» **Aim**
From the material below, set down word for word the lines from the one containing "of the hallway." through the one containing "[[317, 361]]", including both of those lines.

» **Dataset**
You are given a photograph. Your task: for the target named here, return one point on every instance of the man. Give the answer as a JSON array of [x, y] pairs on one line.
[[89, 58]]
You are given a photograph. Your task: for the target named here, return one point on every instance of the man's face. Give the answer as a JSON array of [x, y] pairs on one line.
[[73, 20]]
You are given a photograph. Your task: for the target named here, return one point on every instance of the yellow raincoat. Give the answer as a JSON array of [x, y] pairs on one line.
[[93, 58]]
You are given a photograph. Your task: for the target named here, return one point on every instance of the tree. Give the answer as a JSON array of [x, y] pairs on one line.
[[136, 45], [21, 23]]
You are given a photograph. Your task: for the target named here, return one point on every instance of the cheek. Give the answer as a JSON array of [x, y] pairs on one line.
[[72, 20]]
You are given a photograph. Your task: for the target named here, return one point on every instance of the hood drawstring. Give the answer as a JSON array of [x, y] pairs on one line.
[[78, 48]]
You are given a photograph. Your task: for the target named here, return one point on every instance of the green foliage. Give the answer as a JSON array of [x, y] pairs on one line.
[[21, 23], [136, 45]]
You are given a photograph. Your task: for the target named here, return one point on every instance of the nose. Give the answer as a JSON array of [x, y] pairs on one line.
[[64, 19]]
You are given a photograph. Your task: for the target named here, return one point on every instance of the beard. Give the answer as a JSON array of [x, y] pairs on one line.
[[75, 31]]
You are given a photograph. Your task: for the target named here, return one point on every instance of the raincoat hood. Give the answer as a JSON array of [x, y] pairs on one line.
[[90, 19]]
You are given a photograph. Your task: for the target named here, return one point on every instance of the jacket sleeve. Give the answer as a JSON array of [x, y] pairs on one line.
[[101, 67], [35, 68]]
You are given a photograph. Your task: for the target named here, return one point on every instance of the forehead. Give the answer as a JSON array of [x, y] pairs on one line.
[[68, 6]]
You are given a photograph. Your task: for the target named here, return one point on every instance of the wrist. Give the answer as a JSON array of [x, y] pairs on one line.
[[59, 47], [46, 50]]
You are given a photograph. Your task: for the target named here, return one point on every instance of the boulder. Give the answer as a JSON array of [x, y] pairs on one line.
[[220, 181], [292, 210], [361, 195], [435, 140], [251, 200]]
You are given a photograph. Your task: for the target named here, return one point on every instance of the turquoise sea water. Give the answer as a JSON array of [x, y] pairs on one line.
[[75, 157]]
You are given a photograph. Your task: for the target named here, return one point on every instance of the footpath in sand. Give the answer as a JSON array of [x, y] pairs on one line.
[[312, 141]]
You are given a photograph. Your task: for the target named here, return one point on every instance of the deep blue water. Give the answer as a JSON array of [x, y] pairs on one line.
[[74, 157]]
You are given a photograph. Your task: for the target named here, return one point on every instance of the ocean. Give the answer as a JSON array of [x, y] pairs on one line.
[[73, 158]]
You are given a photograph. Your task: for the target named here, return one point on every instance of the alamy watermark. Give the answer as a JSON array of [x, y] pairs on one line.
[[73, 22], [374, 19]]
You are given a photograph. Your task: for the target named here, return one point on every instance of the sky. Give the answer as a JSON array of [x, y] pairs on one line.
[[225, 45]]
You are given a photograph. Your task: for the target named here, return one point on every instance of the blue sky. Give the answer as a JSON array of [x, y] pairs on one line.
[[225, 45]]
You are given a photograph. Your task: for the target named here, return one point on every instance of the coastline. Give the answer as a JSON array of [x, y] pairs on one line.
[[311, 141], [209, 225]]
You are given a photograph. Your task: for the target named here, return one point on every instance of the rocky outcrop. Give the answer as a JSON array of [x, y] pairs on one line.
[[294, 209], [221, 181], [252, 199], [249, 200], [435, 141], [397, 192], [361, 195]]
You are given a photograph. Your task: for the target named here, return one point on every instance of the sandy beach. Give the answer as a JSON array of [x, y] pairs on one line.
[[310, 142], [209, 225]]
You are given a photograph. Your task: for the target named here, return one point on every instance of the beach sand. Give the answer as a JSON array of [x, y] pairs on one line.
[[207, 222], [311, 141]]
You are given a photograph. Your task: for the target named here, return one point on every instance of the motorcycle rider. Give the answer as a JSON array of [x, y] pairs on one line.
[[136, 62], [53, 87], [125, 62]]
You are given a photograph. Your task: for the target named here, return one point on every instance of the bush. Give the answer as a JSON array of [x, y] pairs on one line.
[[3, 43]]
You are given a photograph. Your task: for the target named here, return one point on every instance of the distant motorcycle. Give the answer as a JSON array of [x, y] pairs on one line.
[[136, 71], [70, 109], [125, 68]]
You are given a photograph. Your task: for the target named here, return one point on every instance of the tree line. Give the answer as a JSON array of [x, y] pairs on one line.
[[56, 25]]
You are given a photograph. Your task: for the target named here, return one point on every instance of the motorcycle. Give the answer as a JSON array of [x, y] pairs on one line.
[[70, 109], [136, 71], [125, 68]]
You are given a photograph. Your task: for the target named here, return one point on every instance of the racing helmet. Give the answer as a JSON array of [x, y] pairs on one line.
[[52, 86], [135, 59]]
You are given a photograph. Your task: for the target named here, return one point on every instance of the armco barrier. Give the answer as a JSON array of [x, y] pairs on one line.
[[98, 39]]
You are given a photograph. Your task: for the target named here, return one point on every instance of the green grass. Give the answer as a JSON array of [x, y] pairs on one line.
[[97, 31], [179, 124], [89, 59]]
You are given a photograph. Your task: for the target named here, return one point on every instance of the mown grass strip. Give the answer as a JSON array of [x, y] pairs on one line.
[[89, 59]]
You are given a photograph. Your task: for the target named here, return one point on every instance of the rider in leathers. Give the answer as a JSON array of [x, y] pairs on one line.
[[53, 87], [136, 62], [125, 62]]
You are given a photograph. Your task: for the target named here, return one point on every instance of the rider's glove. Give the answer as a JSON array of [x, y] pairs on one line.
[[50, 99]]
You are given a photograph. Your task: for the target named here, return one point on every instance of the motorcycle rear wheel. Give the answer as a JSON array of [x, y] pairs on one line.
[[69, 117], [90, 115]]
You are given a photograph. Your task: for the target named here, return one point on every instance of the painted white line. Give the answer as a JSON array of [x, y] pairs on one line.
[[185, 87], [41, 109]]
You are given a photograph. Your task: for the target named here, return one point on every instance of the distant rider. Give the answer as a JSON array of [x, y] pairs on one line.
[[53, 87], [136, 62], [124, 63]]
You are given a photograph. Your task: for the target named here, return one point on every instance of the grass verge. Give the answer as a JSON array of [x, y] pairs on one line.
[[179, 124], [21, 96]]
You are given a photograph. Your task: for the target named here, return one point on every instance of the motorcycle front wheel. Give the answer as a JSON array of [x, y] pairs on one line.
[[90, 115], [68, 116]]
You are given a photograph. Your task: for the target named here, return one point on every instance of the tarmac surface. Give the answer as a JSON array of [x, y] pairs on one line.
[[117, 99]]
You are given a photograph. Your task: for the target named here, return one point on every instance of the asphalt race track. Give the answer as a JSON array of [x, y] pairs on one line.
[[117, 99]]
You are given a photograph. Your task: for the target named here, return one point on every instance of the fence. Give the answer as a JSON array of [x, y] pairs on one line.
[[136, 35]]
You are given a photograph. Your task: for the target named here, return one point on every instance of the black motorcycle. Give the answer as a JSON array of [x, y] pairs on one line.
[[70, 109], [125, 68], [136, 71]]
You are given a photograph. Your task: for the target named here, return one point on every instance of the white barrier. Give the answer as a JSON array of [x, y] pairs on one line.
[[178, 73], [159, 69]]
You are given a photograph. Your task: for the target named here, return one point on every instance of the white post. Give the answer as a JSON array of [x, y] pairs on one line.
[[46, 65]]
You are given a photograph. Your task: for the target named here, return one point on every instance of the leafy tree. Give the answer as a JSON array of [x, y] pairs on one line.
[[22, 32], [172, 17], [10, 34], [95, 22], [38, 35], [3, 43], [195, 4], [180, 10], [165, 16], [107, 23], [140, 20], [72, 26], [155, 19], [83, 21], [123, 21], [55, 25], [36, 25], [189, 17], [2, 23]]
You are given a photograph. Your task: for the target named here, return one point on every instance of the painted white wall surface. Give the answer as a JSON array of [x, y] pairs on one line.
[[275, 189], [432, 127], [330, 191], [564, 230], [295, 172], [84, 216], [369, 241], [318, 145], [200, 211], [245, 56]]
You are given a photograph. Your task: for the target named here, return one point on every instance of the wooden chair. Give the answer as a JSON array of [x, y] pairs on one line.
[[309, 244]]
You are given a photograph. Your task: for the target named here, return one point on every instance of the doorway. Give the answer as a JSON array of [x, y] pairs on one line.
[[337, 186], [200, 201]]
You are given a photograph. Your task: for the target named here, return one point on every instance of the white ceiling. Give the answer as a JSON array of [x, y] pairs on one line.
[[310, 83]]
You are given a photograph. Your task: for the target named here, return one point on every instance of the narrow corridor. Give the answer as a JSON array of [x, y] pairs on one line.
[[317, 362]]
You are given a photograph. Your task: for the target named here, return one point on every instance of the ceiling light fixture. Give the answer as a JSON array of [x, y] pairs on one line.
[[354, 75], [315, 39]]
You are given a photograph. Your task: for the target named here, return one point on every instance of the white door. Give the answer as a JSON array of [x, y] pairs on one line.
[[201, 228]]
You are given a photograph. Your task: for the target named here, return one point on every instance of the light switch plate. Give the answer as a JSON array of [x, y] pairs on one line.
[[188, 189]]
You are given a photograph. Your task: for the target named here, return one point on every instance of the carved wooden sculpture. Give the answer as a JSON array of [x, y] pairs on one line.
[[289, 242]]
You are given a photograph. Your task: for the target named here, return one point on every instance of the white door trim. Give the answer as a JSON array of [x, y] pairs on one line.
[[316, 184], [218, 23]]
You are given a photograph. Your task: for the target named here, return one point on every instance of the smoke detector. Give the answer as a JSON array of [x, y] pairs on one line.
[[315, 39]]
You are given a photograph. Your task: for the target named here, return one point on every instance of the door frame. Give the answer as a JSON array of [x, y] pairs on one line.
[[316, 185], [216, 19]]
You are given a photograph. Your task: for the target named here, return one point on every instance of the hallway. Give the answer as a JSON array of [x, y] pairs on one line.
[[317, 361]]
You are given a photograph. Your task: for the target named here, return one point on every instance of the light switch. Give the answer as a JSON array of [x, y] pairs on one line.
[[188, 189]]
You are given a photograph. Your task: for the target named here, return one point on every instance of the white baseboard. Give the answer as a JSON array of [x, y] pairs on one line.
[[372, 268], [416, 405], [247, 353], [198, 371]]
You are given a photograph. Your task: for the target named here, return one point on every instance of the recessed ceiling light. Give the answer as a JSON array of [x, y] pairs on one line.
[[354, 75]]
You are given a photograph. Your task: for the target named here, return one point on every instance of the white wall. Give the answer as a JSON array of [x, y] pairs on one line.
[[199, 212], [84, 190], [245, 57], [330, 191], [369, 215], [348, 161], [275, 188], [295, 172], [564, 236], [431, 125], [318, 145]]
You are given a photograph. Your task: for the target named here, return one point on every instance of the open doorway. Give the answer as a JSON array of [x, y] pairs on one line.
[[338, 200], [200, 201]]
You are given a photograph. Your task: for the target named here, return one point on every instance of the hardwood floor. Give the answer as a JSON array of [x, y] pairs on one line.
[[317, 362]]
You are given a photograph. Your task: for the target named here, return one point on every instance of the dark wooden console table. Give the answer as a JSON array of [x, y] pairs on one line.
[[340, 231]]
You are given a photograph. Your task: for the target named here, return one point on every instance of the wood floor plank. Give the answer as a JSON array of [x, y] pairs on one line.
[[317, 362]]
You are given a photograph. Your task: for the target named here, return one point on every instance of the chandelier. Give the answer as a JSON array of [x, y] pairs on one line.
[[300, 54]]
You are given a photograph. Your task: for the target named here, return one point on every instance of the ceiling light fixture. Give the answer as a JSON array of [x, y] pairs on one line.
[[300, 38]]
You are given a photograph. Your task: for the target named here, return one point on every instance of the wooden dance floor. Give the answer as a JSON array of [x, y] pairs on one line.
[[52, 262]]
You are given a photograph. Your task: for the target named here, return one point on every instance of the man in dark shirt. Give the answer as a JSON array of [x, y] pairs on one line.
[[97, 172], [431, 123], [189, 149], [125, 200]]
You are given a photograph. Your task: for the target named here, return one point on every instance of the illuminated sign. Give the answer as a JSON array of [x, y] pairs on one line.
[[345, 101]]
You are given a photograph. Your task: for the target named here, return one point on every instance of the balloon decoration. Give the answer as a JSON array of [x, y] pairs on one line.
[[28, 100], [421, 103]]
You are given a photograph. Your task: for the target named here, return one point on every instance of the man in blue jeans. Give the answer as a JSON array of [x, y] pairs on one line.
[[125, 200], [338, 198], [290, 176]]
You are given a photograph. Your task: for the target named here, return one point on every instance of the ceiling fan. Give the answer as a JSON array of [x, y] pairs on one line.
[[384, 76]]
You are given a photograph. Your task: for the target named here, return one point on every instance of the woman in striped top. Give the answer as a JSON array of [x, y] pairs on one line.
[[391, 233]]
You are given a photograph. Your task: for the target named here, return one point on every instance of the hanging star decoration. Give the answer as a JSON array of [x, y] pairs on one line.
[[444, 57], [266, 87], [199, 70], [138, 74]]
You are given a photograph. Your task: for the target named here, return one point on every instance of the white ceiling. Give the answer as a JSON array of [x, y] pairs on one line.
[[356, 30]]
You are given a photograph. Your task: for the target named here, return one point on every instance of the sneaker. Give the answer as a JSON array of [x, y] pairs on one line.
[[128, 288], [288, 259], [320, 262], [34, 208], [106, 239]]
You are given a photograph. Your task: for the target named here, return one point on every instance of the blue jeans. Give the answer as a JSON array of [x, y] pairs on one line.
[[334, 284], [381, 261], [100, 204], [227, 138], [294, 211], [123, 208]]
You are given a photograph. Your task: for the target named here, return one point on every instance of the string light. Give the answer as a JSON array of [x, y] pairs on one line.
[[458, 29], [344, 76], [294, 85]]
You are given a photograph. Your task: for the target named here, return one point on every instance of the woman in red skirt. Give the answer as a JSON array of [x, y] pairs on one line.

» **Exercise answer**
You are given a photograph. Your task: for the target named here, return one point on every instance of the hallway. Give the answer as a JSON array of [x, y] pairs on one line.
[[317, 361]]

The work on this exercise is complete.